For
a small sample of L.A.'s countless identities, spend a day
roaming the swath of city bordered by Beverly Hills on the west
and Hollywood on the east. Here one finds a half a dozen
distinct mini-cultures that rival the urban idiosyncrasies (if
not the neuroses) of Manhattan.
Start the day at the Farmer's Market (3rd
and Fairfax), a charming indoor/outdoor collection of shops,
stalls and restaurants pervaded by an Old World flavor. This
haven for the various immigrant populations of the surrounding
neighborhoods offers some of the best people-watching in the
city, as well as an abundance of culinary treats that will put
you in mind of a slightly exotic country fair.
For a more concentrated ethnic experience,
head north to Fairfax and Beverly, the slightly past-its-prime
but still vibrant hub of Jewish L.A. Wandering from kosher
bakery to kosher butcher to kosher restaurant, it's interesting
to note that the dominant establishment on this three-block
stretch is the not-so-kosher Canter's (419 N. Fairfax Ave.), a
deli that migrated west with the city's Jewish residents a
generation ago. Further up Fairfax, the Israeli influence starts
to make itself felt as knishes give way to falafel while Yiddish
fades into Hebrew.
Follow Fairfax north to Melrose,
immortalized forever by Heather Locklear and pals. Ten years
ago, this mile-long stretch of novelty shops and restaurants was
too cool by half, attracting hordes of the young and pierced.
Melrose still boasts some of the heavier foot traffic in L.A.,
offering a dizzying abundance of absurdly proportioned women and
Brad Pitt lookalikes, but thankfully it's mellowed out a bit
since its '80s heyday. Food skews toward Italian (Cucina, 7381
Melrose, is one of the best), but you can also find Mexican
(Antonio's, 7472 Melrose), Thai/Japanese (Tommy Tang's, 7313
Melrose), Indian (Star of India, 7212 Melrose) and even
Argentinean (Lala's, 7229 Melrose). Then there's Pink's (711 N.
La Brea Ave.), the legendary hot dog stand whose unmistakable
aroma draws beggars and movie stars alike into its cozyair
confines. For appetites of a different nature, drop into Drake's
(7566 Melrose), a sex shop that stocks everything from the
latest in S&M paraphernalia to bath-salt aphrodisiacs.
Melrose/La Brea also houses L.A.'s premier
revival theater, the somewhat tattered but resilient New Beverly
(7165 Beverly Blvd.). It's amazing that in the film capital of
the world this theater has to struggle to keep afloat, but the
owners seemed undeterred, quenching the thirst of cinemaphiles
with everything from Fellini to Flesh Gordon.

▶ [Given request a]
Retype the entries that start at the line containing "headlight in the photo above." and end at the line containing "275], [64, 237]]", keeping both of those lines.
The text and the entries come from unrelated sources.

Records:
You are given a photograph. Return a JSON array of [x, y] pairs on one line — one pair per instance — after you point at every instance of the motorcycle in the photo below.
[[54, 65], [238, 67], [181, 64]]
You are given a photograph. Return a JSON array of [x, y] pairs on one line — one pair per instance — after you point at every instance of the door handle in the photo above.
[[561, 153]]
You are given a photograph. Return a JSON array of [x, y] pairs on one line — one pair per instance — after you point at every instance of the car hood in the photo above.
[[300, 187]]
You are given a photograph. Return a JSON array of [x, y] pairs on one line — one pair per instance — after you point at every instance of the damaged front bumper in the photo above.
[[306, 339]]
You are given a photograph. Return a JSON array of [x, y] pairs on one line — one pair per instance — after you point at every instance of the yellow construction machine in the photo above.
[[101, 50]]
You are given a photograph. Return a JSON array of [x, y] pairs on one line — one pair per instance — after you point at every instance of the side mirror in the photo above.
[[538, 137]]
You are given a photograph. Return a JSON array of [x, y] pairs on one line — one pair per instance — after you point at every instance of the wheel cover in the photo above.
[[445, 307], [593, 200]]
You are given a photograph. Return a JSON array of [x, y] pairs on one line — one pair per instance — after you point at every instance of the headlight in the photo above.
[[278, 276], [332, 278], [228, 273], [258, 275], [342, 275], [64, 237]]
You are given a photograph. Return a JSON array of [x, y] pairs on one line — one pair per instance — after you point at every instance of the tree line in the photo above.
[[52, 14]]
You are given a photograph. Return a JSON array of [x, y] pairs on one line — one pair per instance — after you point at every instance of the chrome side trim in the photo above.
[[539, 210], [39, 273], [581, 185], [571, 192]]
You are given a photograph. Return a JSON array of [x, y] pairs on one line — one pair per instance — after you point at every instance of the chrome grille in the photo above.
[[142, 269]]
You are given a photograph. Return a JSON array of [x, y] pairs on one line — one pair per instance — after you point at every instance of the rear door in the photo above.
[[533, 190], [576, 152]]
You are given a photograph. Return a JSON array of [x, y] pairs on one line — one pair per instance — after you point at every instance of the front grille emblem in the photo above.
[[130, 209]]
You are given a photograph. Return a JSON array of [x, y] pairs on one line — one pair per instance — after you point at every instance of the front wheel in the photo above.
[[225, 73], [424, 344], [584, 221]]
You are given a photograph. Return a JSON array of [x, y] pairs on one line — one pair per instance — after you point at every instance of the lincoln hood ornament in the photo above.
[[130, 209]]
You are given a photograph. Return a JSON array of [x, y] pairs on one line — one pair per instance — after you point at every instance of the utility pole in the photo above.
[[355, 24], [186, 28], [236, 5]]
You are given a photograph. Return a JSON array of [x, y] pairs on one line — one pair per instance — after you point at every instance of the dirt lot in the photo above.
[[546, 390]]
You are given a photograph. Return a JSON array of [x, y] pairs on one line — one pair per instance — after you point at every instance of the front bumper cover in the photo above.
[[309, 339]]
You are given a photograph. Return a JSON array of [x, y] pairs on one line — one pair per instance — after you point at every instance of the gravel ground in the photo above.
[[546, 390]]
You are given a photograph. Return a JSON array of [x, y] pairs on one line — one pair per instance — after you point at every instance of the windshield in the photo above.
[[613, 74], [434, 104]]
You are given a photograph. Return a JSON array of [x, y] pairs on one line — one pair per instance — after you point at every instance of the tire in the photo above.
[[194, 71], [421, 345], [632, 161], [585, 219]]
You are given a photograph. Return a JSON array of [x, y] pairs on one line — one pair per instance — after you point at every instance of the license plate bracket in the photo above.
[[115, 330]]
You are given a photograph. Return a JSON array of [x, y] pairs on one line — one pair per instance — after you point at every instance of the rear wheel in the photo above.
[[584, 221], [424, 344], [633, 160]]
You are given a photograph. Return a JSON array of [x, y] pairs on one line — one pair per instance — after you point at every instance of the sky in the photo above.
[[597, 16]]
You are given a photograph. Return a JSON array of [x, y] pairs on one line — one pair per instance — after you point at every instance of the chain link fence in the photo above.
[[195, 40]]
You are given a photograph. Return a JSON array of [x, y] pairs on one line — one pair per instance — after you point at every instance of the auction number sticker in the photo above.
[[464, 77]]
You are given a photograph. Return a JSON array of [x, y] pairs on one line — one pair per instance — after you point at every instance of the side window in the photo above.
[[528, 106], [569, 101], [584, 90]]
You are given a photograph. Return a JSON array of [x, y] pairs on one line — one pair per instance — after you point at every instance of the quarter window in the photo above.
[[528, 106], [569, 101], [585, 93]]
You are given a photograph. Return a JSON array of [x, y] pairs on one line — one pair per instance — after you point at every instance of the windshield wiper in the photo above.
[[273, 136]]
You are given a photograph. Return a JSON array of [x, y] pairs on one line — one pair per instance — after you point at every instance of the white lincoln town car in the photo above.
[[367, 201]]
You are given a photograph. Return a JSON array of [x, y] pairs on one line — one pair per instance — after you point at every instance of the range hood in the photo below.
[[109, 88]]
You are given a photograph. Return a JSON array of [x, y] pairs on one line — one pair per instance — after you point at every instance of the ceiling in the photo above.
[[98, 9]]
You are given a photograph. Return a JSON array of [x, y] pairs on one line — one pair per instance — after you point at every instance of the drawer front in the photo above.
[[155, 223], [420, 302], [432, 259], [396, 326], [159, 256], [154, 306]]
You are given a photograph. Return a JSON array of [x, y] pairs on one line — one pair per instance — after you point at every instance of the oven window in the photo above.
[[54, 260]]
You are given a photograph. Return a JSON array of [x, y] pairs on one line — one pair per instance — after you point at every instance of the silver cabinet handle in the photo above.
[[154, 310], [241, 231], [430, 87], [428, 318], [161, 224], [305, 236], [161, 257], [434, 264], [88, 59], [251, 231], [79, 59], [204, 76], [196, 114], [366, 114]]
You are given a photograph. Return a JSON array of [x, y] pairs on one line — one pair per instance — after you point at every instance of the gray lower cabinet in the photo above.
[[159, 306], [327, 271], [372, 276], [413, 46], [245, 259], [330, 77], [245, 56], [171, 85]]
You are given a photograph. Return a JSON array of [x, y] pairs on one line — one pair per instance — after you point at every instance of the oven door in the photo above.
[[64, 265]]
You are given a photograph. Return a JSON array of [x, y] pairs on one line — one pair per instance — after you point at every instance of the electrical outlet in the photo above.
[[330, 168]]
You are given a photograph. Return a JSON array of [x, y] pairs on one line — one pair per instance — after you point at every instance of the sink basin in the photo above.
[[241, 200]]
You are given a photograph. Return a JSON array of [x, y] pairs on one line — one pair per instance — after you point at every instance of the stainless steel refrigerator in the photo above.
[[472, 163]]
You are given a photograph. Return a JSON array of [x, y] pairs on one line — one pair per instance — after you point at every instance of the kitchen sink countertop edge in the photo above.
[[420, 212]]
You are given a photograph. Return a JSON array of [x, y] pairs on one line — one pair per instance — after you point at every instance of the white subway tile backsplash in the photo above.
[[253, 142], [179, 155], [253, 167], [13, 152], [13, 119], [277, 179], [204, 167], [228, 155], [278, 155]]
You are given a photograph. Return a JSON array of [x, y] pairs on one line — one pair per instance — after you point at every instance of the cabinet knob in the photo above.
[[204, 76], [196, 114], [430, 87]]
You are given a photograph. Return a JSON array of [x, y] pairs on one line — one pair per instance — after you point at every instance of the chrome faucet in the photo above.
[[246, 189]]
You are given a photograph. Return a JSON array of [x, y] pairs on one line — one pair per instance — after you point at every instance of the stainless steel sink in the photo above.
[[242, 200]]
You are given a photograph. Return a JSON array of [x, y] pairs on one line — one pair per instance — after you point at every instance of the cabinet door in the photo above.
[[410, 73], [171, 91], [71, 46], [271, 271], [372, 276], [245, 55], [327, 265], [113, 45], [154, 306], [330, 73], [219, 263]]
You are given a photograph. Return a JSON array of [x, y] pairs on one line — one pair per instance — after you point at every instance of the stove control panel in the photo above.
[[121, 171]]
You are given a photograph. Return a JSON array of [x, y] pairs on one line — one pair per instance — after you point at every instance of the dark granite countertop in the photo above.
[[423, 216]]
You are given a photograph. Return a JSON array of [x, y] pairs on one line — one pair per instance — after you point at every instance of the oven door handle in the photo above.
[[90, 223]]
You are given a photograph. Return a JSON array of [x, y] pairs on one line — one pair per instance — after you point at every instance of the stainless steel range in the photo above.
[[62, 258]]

▶ [Given request b]
In the guide to Los Angeles neighborhoods, what address is given for Canter's?

▶ [Worked answer a]
You are given a photograph. Return a JSON array of [x, y] pairs on one line — one pair per instance — after you point at every instance of the headlight in the photo above.
[[278, 276], [332, 278], [228, 273], [258, 275], [342, 275], [64, 237]]

▶ [Worked answer b]
419 N. Fairfax Ave.